» **Supplied records**
◇ ◇ ◇ ◇ ◇

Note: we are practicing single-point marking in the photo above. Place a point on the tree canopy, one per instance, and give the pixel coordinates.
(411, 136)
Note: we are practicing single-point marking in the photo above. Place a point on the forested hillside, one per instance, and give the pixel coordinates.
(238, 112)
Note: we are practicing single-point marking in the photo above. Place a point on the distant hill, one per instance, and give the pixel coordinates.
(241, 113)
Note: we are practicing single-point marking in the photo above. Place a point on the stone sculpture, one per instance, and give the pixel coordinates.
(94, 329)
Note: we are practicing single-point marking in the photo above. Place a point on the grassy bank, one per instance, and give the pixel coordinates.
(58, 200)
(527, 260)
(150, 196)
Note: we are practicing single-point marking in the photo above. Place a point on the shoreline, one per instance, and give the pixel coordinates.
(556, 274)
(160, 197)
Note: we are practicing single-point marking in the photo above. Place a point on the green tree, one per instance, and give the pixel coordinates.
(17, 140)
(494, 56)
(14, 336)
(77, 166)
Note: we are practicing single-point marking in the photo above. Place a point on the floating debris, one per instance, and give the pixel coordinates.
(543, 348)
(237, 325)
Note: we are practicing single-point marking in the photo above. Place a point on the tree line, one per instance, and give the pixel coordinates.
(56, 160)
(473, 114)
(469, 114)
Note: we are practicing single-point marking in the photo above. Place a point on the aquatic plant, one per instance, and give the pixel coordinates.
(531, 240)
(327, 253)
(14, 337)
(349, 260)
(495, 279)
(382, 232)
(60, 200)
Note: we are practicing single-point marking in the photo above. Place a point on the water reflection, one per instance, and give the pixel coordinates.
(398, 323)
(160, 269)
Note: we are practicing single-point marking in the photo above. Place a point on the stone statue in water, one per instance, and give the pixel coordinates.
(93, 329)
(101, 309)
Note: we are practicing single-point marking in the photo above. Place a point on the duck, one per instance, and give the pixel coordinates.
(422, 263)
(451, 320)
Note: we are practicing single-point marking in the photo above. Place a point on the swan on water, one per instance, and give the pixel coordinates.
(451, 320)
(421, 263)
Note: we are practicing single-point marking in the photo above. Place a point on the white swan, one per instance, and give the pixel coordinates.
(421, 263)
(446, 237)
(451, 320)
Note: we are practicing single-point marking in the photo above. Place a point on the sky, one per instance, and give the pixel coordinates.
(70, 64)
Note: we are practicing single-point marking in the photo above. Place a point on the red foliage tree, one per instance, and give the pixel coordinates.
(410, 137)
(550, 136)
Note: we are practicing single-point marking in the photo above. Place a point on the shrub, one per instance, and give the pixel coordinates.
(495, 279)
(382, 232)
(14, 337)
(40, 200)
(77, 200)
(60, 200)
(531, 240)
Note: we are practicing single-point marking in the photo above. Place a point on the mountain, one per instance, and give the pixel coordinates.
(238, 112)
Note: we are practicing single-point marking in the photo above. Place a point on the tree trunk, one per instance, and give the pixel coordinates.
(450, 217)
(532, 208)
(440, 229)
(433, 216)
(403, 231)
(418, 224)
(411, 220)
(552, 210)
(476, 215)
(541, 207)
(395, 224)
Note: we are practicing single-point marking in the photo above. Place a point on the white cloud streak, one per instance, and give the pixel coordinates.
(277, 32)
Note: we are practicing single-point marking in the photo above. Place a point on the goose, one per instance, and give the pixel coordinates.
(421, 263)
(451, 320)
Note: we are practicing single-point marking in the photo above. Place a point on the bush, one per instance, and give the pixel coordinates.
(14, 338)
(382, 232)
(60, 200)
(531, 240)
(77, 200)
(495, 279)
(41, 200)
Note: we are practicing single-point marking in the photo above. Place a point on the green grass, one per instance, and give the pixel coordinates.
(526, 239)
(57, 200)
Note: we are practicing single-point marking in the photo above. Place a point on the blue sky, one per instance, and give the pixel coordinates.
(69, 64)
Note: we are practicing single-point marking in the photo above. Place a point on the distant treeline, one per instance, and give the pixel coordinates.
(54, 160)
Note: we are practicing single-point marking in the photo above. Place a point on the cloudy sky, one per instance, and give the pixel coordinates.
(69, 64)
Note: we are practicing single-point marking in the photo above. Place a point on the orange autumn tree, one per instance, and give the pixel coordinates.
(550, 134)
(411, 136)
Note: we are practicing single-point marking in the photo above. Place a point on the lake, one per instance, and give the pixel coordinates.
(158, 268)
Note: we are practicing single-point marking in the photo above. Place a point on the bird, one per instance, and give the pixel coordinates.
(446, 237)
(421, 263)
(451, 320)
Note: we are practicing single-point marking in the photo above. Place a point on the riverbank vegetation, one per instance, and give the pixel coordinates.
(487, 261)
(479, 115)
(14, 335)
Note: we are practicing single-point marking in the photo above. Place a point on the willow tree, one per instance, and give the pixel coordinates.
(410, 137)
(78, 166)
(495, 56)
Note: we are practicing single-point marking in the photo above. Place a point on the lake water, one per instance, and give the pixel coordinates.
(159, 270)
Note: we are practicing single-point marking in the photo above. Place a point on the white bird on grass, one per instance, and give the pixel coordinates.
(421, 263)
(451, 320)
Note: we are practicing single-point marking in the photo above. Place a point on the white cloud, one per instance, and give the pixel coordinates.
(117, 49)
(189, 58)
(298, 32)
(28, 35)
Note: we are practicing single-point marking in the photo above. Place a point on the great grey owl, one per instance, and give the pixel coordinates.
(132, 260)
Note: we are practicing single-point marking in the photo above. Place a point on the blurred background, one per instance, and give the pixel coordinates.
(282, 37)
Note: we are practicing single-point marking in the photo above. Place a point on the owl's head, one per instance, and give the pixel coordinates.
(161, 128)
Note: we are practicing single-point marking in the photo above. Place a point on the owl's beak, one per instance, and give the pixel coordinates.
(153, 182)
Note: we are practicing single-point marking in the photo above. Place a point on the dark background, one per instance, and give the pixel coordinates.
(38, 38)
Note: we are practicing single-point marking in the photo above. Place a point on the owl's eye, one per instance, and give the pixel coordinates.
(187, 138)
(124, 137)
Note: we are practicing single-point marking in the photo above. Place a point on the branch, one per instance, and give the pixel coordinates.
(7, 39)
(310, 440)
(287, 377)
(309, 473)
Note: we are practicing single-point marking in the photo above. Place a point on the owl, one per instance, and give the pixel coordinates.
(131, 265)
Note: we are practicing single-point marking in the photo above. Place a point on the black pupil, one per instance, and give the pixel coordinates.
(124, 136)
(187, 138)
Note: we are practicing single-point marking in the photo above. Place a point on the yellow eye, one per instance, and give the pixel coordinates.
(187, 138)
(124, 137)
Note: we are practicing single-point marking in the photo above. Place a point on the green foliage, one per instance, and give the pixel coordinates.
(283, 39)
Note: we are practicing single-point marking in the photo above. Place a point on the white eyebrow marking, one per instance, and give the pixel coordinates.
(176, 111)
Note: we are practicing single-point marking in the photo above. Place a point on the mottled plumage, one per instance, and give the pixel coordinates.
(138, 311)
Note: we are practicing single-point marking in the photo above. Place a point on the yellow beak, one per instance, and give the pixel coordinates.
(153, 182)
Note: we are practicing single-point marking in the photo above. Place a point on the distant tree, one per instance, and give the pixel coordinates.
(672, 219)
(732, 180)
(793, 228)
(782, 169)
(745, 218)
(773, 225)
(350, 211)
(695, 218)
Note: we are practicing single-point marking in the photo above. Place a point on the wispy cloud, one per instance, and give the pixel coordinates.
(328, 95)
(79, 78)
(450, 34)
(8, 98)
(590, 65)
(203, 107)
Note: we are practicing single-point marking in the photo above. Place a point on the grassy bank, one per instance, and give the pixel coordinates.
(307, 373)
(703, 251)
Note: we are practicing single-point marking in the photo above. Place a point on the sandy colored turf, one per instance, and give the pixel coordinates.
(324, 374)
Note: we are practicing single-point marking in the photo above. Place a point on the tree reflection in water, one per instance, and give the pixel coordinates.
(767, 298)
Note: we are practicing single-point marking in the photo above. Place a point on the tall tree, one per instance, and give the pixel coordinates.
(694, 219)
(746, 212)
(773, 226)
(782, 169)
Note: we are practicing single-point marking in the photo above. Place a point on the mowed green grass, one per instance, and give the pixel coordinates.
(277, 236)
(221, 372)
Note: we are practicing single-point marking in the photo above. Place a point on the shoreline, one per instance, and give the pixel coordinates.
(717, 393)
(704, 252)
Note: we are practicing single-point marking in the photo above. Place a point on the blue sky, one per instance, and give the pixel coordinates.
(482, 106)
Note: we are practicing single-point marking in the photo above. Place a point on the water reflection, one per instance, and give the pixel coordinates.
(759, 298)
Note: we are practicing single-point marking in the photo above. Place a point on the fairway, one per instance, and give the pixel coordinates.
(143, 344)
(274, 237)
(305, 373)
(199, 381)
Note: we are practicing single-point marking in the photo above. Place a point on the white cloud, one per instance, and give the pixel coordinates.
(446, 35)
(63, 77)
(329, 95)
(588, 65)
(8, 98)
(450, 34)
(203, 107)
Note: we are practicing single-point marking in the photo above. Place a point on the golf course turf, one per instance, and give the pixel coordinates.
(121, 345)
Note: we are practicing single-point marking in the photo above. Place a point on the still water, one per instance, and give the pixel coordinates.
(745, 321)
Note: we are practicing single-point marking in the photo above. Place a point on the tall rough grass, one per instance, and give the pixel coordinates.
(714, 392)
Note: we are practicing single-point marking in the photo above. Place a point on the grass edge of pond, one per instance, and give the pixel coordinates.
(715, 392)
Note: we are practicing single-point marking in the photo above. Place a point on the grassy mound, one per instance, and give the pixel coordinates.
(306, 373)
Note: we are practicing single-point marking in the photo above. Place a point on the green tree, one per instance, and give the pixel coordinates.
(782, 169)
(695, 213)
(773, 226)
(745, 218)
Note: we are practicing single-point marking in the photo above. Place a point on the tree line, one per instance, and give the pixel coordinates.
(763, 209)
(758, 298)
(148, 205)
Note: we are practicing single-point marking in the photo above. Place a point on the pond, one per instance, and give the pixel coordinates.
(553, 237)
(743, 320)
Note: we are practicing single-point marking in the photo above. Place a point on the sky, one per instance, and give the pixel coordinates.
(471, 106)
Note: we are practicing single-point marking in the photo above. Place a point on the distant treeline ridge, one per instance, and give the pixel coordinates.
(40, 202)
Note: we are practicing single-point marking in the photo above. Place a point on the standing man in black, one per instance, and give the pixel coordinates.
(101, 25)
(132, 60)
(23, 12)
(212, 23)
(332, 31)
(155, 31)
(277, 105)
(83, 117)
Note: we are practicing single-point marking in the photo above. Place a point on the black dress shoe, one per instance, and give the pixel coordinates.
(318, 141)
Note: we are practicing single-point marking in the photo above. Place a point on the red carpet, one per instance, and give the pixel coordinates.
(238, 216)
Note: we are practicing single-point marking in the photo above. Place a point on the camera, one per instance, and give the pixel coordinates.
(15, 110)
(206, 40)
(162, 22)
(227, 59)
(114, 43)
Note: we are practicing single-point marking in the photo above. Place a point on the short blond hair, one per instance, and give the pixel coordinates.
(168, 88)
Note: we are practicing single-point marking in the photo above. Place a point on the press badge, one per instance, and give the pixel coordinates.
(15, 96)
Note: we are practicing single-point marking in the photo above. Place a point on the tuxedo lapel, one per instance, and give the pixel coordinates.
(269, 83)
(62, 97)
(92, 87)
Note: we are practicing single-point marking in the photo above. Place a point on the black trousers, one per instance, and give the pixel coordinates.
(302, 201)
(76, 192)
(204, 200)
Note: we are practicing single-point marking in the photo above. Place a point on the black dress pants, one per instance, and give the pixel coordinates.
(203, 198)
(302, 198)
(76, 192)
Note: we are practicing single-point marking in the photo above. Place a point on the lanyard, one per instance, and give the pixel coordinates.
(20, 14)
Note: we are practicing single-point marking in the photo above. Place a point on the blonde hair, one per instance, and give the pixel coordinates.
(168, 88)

◇ ◇ ◇ ◇ ◇

» **The task**
Rewrite the data from the line containing "dress pants, one" through the end, swapping "lanyard" for "name badge" and leaving everything else as it is.

» **The completed task**
Note: we are practicing single-point marking in the photo above. Place a point on the black dress pants, one per instance, and give the pixel coordinates.
(203, 198)
(302, 198)
(76, 192)
Note: we are practicing single-point marking in the photo above. Place a point on the name badge, one per instance, and give the pixel coordinates.
(20, 14)
Note: we are practicing single-point marking in the photo above. Place a point on the blonde hair, one per instance, and give the pixel coordinates.
(168, 88)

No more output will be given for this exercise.